---------- Données à traiter
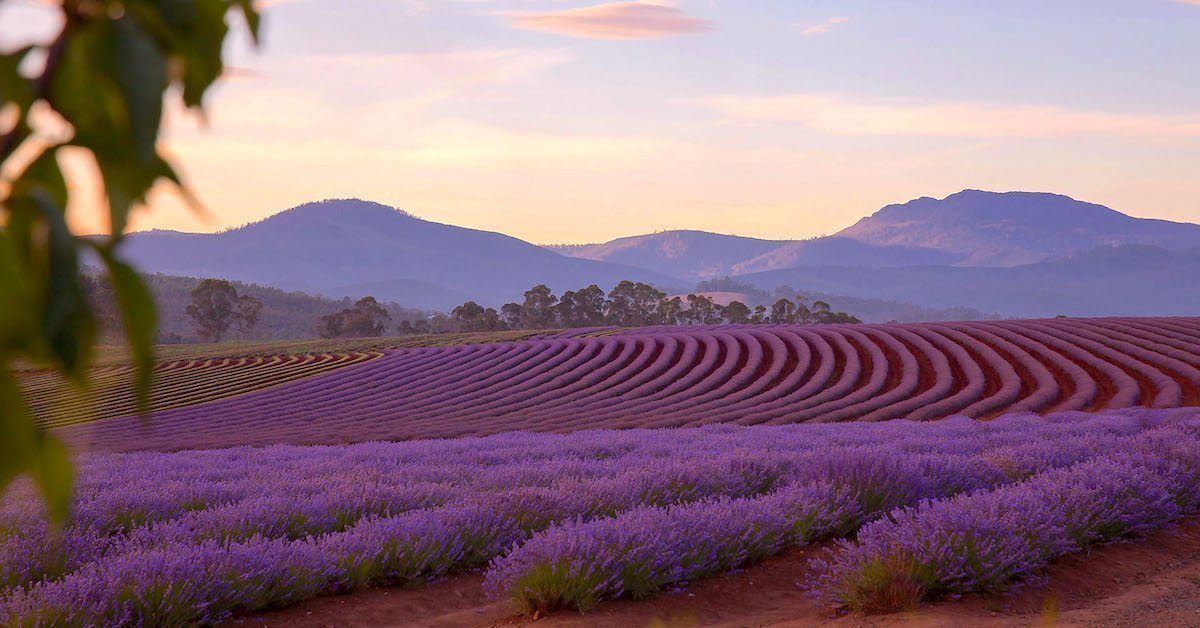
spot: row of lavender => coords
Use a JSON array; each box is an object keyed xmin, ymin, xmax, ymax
[
  {"xmin": 0, "ymin": 411, "xmax": 1200, "ymax": 624},
  {"xmin": 60, "ymin": 318, "xmax": 1200, "ymax": 451}
]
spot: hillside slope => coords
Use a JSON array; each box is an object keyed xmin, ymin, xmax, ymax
[
  {"xmin": 736, "ymin": 245, "xmax": 1200, "ymax": 317},
  {"xmin": 836, "ymin": 190, "xmax": 1200, "ymax": 267}
]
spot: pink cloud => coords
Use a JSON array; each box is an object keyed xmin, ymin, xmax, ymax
[
  {"xmin": 499, "ymin": 0, "xmax": 710, "ymax": 40},
  {"xmin": 700, "ymin": 94, "xmax": 1200, "ymax": 138},
  {"xmin": 800, "ymin": 15, "xmax": 849, "ymax": 35}
]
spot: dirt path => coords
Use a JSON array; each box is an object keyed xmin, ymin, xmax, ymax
[{"xmin": 234, "ymin": 520, "xmax": 1200, "ymax": 627}]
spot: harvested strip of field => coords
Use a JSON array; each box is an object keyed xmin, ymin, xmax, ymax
[
  {"xmin": 19, "ymin": 330, "xmax": 576, "ymax": 427},
  {"xmin": 54, "ymin": 318, "xmax": 1200, "ymax": 450}
]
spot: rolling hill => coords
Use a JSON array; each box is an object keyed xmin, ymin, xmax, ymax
[
  {"xmin": 734, "ymin": 245, "xmax": 1200, "ymax": 317},
  {"xmin": 836, "ymin": 190, "xmax": 1200, "ymax": 267},
  {"xmin": 126, "ymin": 199, "xmax": 685, "ymax": 310},
  {"xmin": 547, "ymin": 229, "xmax": 788, "ymax": 282}
]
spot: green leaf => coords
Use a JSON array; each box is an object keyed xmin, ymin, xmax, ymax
[
  {"xmin": 96, "ymin": 246, "xmax": 157, "ymax": 413},
  {"xmin": 52, "ymin": 17, "xmax": 167, "ymax": 233},
  {"xmin": 0, "ymin": 228, "xmax": 35, "ymax": 353},
  {"xmin": 11, "ymin": 146, "xmax": 67, "ymax": 208},
  {"xmin": 234, "ymin": 0, "xmax": 263, "ymax": 44}
]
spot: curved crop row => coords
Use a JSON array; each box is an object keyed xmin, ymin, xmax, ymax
[
  {"xmin": 0, "ymin": 408, "xmax": 1200, "ymax": 626},
  {"xmin": 54, "ymin": 318, "xmax": 1200, "ymax": 450}
]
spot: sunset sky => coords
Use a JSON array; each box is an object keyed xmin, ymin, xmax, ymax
[{"xmin": 0, "ymin": 0, "xmax": 1200, "ymax": 243}]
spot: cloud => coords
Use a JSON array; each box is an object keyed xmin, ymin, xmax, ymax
[
  {"xmin": 800, "ymin": 17, "xmax": 850, "ymax": 35},
  {"xmin": 497, "ymin": 0, "xmax": 710, "ymax": 40},
  {"xmin": 700, "ymin": 94, "xmax": 1200, "ymax": 138}
]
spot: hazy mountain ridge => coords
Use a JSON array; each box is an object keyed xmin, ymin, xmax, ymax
[
  {"xmin": 547, "ymin": 229, "xmax": 788, "ymax": 282},
  {"xmin": 736, "ymin": 245, "xmax": 1200, "ymax": 317},
  {"xmin": 836, "ymin": 190, "xmax": 1200, "ymax": 267},
  {"xmin": 126, "ymin": 199, "xmax": 686, "ymax": 309},
  {"xmin": 119, "ymin": 191, "xmax": 1200, "ymax": 316}
]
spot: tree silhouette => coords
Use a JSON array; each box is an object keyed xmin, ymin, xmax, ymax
[{"xmin": 187, "ymin": 279, "xmax": 241, "ymax": 342}]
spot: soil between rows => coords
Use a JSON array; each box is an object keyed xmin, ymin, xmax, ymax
[{"xmin": 230, "ymin": 519, "xmax": 1200, "ymax": 628}]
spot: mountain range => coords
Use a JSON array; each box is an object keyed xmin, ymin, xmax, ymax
[{"xmin": 126, "ymin": 190, "xmax": 1200, "ymax": 316}]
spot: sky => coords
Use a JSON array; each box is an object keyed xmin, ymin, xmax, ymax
[{"xmin": 0, "ymin": 0, "xmax": 1200, "ymax": 244}]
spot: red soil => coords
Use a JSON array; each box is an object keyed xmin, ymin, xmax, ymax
[{"xmin": 235, "ymin": 520, "xmax": 1200, "ymax": 627}]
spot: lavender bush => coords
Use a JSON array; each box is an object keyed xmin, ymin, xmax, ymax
[{"xmin": 0, "ymin": 411, "xmax": 1200, "ymax": 626}]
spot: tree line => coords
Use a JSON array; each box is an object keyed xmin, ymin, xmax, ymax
[
  {"xmin": 126, "ymin": 276, "xmax": 860, "ymax": 342},
  {"xmin": 446, "ymin": 280, "xmax": 862, "ymax": 333}
]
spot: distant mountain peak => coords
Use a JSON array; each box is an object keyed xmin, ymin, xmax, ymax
[
  {"xmin": 838, "ymin": 189, "xmax": 1200, "ymax": 267},
  {"xmin": 239, "ymin": 198, "xmax": 420, "ymax": 228}
]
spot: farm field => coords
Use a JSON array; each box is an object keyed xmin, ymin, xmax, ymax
[
  {"xmin": 47, "ymin": 318, "xmax": 1200, "ymax": 451},
  {"xmin": 19, "ymin": 331, "xmax": 590, "ymax": 427},
  {"xmin": 7, "ymin": 408, "xmax": 1200, "ymax": 626}
]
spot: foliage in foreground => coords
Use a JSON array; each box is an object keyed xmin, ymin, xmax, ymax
[{"xmin": 0, "ymin": 0, "xmax": 258, "ymax": 519}]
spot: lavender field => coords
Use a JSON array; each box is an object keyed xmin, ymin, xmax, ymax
[
  {"xmin": 56, "ymin": 317, "xmax": 1200, "ymax": 451},
  {"xmin": 0, "ymin": 408, "xmax": 1200, "ymax": 626}
]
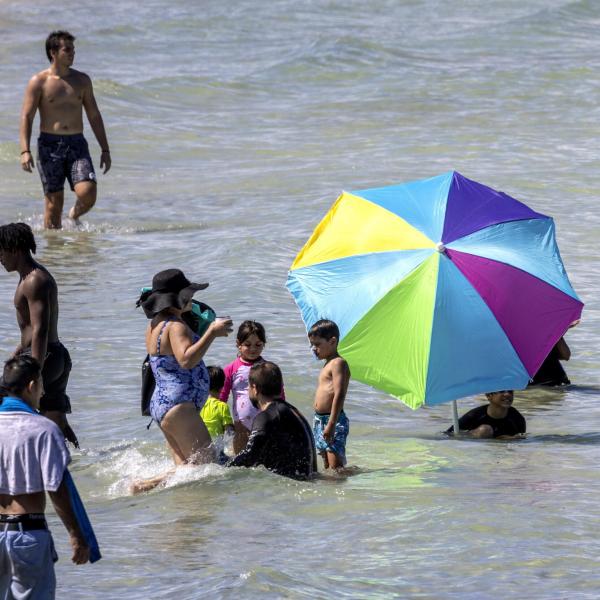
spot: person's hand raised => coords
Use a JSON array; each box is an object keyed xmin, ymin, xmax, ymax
[{"xmin": 71, "ymin": 536, "xmax": 90, "ymax": 565}]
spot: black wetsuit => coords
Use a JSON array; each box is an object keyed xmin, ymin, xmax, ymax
[
  {"xmin": 446, "ymin": 404, "xmax": 526, "ymax": 437},
  {"xmin": 227, "ymin": 400, "xmax": 317, "ymax": 479}
]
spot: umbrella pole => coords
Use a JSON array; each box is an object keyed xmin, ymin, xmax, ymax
[{"xmin": 452, "ymin": 400, "xmax": 460, "ymax": 435}]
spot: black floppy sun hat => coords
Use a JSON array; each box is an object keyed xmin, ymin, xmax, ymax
[{"xmin": 137, "ymin": 269, "xmax": 208, "ymax": 319}]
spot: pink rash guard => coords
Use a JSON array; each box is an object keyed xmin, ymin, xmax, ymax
[{"xmin": 219, "ymin": 356, "xmax": 285, "ymax": 431}]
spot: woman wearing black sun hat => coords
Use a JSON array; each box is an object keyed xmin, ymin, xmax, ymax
[{"xmin": 132, "ymin": 269, "xmax": 233, "ymax": 493}]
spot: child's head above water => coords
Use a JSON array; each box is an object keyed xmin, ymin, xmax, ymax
[
  {"xmin": 236, "ymin": 321, "xmax": 267, "ymax": 362},
  {"xmin": 485, "ymin": 390, "xmax": 514, "ymax": 408},
  {"xmin": 206, "ymin": 365, "xmax": 225, "ymax": 397},
  {"xmin": 308, "ymin": 319, "xmax": 340, "ymax": 360}
]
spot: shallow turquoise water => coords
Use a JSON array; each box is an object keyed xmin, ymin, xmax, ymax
[{"xmin": 0, "ymin": 0, "xmax": 600, "ymax": 600}]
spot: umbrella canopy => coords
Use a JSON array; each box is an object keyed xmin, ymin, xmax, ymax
[{"xmin": 287, "ymin": 171, "xmax": 583, "ymax": 408}]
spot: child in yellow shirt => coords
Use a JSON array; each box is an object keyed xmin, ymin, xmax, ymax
[{"xmin": 200, "ymin": 367, "xmax": 234, "ymax": 442}]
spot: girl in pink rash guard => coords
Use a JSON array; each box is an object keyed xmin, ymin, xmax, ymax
[{"xmin": 220, "ymin": 321, "xmax": 283, "ymax": 454}]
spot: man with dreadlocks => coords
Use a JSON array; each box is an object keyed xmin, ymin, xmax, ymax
[{"xmin": 0, "ymin": 223, "xmax": 79, "ymax": 447}]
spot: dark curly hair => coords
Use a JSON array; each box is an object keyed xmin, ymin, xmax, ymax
[
  {"xmin": 46, "ymin": 30, "xmax": 75, "ymax": 62},
  {"xmin": 0, "ymin": 223, "xmax": 36, "ymax": 254},
  {"xmin": 237, "ymin": 321, "xmax": 267, "ymax": 344}
]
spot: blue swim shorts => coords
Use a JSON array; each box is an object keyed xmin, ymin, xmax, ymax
[
  {"xmin": 313, "ymin": 411, "xmax": 350, "ymax": 464},
  {"xmin": 37, "ymin": 132, "xmax": 96, "ymax": 194}
]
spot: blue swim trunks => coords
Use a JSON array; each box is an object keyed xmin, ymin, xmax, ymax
[{"xmin": 313, "ymin": 411, "xmax": 350, "ymax": 464}]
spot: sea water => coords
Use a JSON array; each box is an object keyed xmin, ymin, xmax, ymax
[{"xmin": 0, "ymin": 0, "xmax": 600, "ymax": 600}]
--------------------
Exercice:
Recopiez à l'identique les lignes des données allant de celle qui contient « spot: dark curly hair => coords » jusqu'à la fin des données, ces deux bornes comprises.

Exercice corrigé:
spot: dark curly hair => coords
Use a JSON array; each box is an object keyed xmin, ymin, xmax, ymax
[
  {"xmin": 46, "ymin": 30, "xmax": 75, "ymax": 62},
  {"xmin": 0, "ymin": 223, "xmax": 36, "ymax": 254},
  {"xmin": 237, "ymin": 321, "xmax": 267, "ymax": 344}
]
spot: blue swim shorts => coords
Use a JSON array; each box is an object keyed xmin, ymin, xmax, ymax
[
  {"xmin": 313, "ymin": 411, "xmax": 350, "ymax": 464},
  {"xmin": 37, "ymin": 132, "xmax": 96, "ymax": 194}
]
spot: blue swim trunks => coords
Use a JSON array; each box is an object keyed xmin, ymin, xmax, ymax
[{"xmin": 313, "ymin": 411, "xmax": 350, "ymax": 464}]
spot: sea water => coords
Use a JSON array; each box is an object keyed xmin, ymin, xmax, ymax
[{"xmin": 0, "ymin": 0, "xmax": 600, "ymax": 600}]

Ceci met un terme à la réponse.